Exercise aim.
Should the word "shed" occur in a line of the records, copy that line.

Records for this exercise.
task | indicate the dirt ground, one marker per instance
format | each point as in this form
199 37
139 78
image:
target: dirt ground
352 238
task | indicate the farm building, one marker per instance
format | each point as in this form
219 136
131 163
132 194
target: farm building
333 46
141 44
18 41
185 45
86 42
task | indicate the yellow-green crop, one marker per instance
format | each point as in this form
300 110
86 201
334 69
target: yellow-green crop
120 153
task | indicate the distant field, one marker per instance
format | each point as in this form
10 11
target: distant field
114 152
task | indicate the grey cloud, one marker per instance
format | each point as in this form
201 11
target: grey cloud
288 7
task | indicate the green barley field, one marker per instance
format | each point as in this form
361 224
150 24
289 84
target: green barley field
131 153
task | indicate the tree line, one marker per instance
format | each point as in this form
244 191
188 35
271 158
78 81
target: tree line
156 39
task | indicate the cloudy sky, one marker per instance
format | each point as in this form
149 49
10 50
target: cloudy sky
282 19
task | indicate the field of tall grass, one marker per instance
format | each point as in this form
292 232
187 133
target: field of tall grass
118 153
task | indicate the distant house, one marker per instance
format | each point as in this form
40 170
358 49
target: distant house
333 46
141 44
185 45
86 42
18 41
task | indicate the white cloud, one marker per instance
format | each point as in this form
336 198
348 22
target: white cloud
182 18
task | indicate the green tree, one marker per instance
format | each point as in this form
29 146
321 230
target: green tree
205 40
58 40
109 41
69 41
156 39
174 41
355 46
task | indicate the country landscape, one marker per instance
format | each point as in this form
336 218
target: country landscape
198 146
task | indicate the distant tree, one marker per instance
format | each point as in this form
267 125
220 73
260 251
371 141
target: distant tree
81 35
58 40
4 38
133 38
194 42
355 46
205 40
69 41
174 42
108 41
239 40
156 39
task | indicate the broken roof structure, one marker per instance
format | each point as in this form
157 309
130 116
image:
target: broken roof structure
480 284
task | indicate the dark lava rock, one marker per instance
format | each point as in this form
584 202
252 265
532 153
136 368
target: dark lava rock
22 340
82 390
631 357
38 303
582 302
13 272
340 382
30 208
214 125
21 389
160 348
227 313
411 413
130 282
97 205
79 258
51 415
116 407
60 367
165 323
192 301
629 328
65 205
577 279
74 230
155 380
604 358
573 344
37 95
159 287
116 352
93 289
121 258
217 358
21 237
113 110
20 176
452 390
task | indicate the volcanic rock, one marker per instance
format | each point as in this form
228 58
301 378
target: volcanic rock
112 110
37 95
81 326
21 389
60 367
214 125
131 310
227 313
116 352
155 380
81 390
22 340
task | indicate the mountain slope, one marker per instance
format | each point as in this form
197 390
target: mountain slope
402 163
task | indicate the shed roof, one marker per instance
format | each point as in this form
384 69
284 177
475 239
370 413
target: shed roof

Response for this exercise.
task | indicate the shed roof, one marker per instance
target: shed roof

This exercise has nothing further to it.